• ASSIGNMENT
For every record that follows, write out the text exactly and omit the picture, if one is present.

**** DATA LISTING ****

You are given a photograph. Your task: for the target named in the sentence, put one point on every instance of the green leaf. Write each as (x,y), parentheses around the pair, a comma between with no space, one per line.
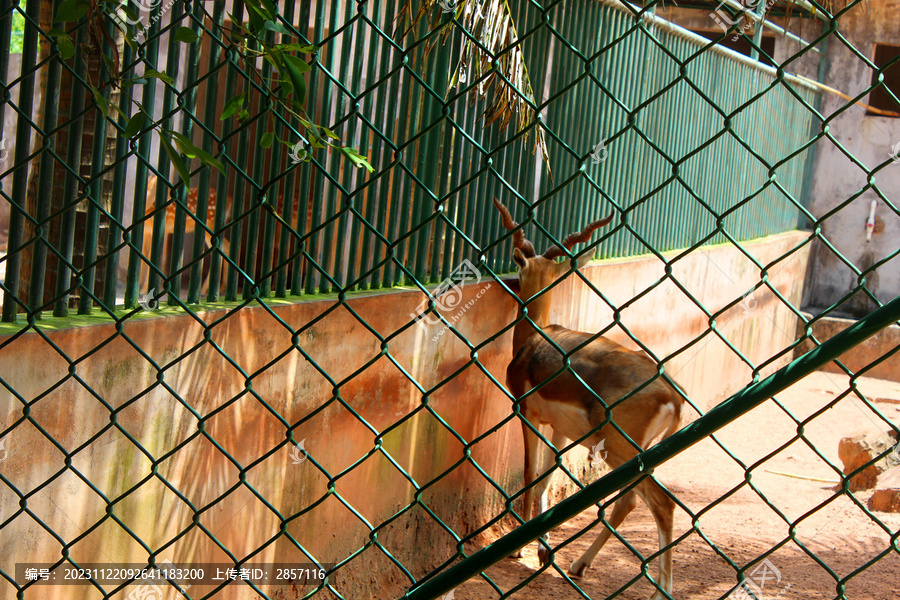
(157,75)
(102,103)
(359,161)
(135,124)
(63,42)
(186,35)
(276,27)
(301,48)
(295,68)
(188,148)
(330,133)
(234,104)
(72,10)
(176,158)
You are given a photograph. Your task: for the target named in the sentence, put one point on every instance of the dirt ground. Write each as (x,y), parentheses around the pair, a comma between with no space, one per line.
(834,538)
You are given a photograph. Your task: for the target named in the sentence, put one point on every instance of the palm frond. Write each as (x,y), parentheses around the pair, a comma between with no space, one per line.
(489,22)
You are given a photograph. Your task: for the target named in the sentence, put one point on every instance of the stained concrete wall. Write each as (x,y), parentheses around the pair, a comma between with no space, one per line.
(254,384)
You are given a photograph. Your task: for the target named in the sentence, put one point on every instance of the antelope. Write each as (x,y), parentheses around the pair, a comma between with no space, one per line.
(572,411)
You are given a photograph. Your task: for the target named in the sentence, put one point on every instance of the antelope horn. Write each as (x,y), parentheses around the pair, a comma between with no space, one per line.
(519,240)
(576,238)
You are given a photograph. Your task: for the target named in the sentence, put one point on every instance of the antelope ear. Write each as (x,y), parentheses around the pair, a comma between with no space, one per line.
(519,257)
(585,258)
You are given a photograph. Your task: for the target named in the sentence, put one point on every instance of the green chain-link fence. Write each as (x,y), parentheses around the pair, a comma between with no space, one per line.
(289,179)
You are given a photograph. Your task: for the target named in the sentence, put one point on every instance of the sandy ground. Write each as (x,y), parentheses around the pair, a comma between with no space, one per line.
(834,538)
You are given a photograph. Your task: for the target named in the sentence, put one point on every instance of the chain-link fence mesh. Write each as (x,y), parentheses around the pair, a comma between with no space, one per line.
(220,351)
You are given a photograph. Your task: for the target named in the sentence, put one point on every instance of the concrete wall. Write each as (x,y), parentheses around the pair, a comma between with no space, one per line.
(247,399)
(868,138)
(863,355)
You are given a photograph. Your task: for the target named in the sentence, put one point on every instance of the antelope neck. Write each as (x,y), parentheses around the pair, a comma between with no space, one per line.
(538,312)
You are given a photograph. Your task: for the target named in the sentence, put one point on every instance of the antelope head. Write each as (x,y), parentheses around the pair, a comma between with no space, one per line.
(538,272)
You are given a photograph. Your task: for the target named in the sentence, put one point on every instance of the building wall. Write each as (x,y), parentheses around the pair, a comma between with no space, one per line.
(836,178)
(257,384)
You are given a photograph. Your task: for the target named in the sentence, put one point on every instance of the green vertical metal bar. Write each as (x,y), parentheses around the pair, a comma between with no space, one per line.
(411,104)
(223,182)
(45,182)
(429,151)
(387,199)
(467,166)
(349,224)
(148,100)
(266,212)
(256,197)
(20,173)
(237,204)
(324,237)
(303,193)
(331,232)
(455,206)
(176,255)
(117,209)
(287,238)
(404,119)
(203,181)
(646,462)
(92,222)
(757,35)
(173,54)
(374,107)
(821,72)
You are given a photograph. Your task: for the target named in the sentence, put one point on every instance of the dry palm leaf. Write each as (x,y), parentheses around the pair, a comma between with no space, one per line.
(490,23)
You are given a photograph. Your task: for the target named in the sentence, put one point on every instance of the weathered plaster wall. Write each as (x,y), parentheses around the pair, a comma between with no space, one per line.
(863,356)
(868,138)
(244,402)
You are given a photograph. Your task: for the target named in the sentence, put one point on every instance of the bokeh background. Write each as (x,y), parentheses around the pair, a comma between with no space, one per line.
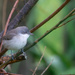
(60,44)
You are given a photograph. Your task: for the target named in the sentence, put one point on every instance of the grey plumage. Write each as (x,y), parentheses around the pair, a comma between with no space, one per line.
(10,34)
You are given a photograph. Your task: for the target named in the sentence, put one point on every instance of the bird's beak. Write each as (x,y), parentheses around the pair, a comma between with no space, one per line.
(30,33)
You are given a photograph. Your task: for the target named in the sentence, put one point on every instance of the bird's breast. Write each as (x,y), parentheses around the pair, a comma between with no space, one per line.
(17,42)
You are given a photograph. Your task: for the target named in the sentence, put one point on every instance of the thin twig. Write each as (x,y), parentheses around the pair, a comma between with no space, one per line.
(46,68)
(65,23)
(9,20)
(50,17)
(39,62)
(26,48)
(26,9)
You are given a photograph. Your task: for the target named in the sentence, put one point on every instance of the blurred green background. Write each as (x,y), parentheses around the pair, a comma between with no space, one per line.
(60,44)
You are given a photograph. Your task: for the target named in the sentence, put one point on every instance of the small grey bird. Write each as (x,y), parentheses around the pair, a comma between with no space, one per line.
(16,39)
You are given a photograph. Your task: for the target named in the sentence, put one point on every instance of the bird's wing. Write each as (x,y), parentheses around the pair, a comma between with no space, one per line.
(8,36)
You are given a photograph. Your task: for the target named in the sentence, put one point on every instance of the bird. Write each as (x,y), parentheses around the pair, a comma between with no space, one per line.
(16,38)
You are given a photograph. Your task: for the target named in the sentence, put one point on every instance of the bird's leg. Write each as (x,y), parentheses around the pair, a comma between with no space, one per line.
(12,55)
(24,53)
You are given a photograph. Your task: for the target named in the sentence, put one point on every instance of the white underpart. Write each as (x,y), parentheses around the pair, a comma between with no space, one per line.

****

• SOLUTION FOR THIS TASK
You are given a photograph. Your task: for the target named in the sentence, put one point on every instance of the green leaf. Write each as (x,y), parentheses around the pair, a comma between with no space, one per line.
(157,75)
(102,103)
(359,161)
(135,124)
(63,42)
(186,35)
(276,27)
(301,48)
(295,68)
(188,148)
(330,133)
(234,104)
(72,10)
(176,158)
You are given a photograph. Your task: for the target named in the sentence, put one point on every instance of the dirt ground. Write each as (x,y), parentheses around the pair, a comma between with no space, one per line.
(834,538)
You are given a photograph. Your task: for the target named in the sentence, put one point on every instance of the palm frond. Write each as (x,y), parentheses around the pair, a comma between with no space, one per line.
(489,22)
You are given a photograph. Your task: for the target named in the sentence, put one point on every instance of the stained concrete wall. Write each as (x,y), parentheses around the pair, a comma between with no space, one per line.
(254,384)
You are given a photograph. Your task: for the target named in the sentence, put one point on every instance of the antelope. Write each as (x,y), parentheses around the pair, a comma between with no space, one per line.
(572,411)
You are given a photograph. Your task: for the target named in the sentence, put one point on every instance of the antelope horn. Write each as (x,y), parentheses around the pair, a comma between with no space, one per line.
(519,240)
(576,238)
You are given a photograph. Your task: for the target named in the sentence, put one point on every instance of the antelope ear. Write each as (x,y), parentheses around the pair, a comma between with no space, one per line.
(519,257)
(585,258)
You are given a photograph. Your task: for the target named in the sentence, put one point on every instance of the green chain-link fence. Write each as (x,y), parentheses around the pair, a comma between with no space, one per line.
(289,179)
You are given a photograph. Your task: for the target named in the sentence, put one point on every instance of the sandy ground. Write each as (x,y), parentheses around the pair, a comma between with no space, one per line.
(834,538)
You are given a photograph. Your task: for the target named in the sentence, put one point on every instance of the chain-link fence mesh. Write each as (x,y), parentheses around the pair, a comma between with no space, one per line.
(220,351)
You are given a photograph. Your task: for the target named in the sentence, put one point on every instance of the concrete wall. Write each as (x,y), parentheses around the pair, a comma between with no space, one per line.
(247,399)
(868,138)
(863,355)
You are given a photograph. Your task: for the target named in the sentence, put one point on every instance of the antelope neck. Write each as (x,y), parentheses around the pair, a comma between with no space, one per line.
(538,312)
You are given a photograph. Your task: for the target named in the sentence, put one point on every instance of the antelope head. Write each as (x,y), parentheses around the pair, a comma between with no space, one per line.
(538,272)
You are given a photograph. Your task: for the target named in the sentence, put one point on every instance of the building wall. Write each as (x,y), parentheses around the pair, a comma between with no space, one per line.
(836,178)
(257,384)
You are given a photograph. Your task: for the target named in the sentence, put one point on every instance of the green vertical metal bar. Write each as (x,y), parentheses around the pair, a comma between with no space, one per line.
(411,104)
(223,182)
(45,182)
(429,151)
(387,199)
(467,166)
(349,224)
(148,100)
(266,212)
(256,197)
(20,173)
(237,204)
(324,237)
(303,193)
(331,232)
(455,206)
(176,255)
(117,209)
(287,238)
(404,119)
(203,181)
(646,462)
(92,222)
(757,35)
(173,54)
(374,107)
(821,72)
You are given a photograph. Your task: for the target named in the sentence, put one point on every instance of the dry palm leaf. Write each as (x,y), parentheses around the pair, a comma between with no space, one per line.
(490,23)
You are given a photograph. Your task: for the target named in the sentence, put one point on every instance of the weathered plaster wall. Write each as (x,y), parentheses around the pair, a comma between with no space, one per line.
(863,356)
(868,138)
(244,402)
You are given a photograph. Your task: for the target named in the sentence, put one point on every instance of the bokeh background. Write each as (x,y), parentheses around the pair, a comma between with no space, one per line.
(60,44)
You are given a photograph. Your task: for the target named in the sentence, put one point on every instance of the grey plumage. Write each as (x,y), parentheses around the pair, a comma between with no space, one per line.
(10,34)
You are given a photograph. Your task: for the target named in the sentence, put one point on every instance of the bird's beak. Write each as (x,y), parentheses around the pair, a comma between with no space, one per line.
(30,33)
You are given a photograph. Your task: for the target named in the sentence, put one point on every instance of the bird's breast. Write each as (x,y), parentheses around the pair, a comma between with no space, one per line.
(17,42)
You are given a photograph. Your task: for the target named in the sentence, put one point on every instance of the thin twig. Write each as (x,y), parentheses around the pair, a comma between with no space, one per line.
(46,68)
(65,23)
(9,20)
(50,17)
(39,62)
(26,48)
(26,9)
You are given a photograph. Your task: for the target named in the sentence, put one point on every instance of the blurred green background. Write each as (x,y), parentheses around the pair, a comma between with no space, one per line.
(60,44)
You are given a photograph. Your task: for the target named in the sentence, put one point on every instance of the small grey bird. Write each as (x,y), parentheses around the pair, a comma between with no space, one per line.
(16,39)
You are given a photograph. Your task: for the target named in the sentence, put one point on every instance of the bird's wing. Write each as (x,y), parentheses around the pair, a comma between with no space, one per line.
(8,36)
You are given a photograph. Your task: for the target named in the sentence, put one point on every instance of the bird. Write each as (x,y), parentheses around the pair, a comma between with no space, one per line.
(16,38)
You are given a photograph. Your task: for the target named in the sentence, put one point on every instance of the bird's leg. Write each as (x,y), parentheses around the pair, a comma between with no space, one per line.
(12,55)
(24,53)
You are given a photograph. Your task: for the target named in the sentence, put one point on every instance of the white underpart. Write each as (x,y), parentheses around the pair, a comma between with no space, one per line.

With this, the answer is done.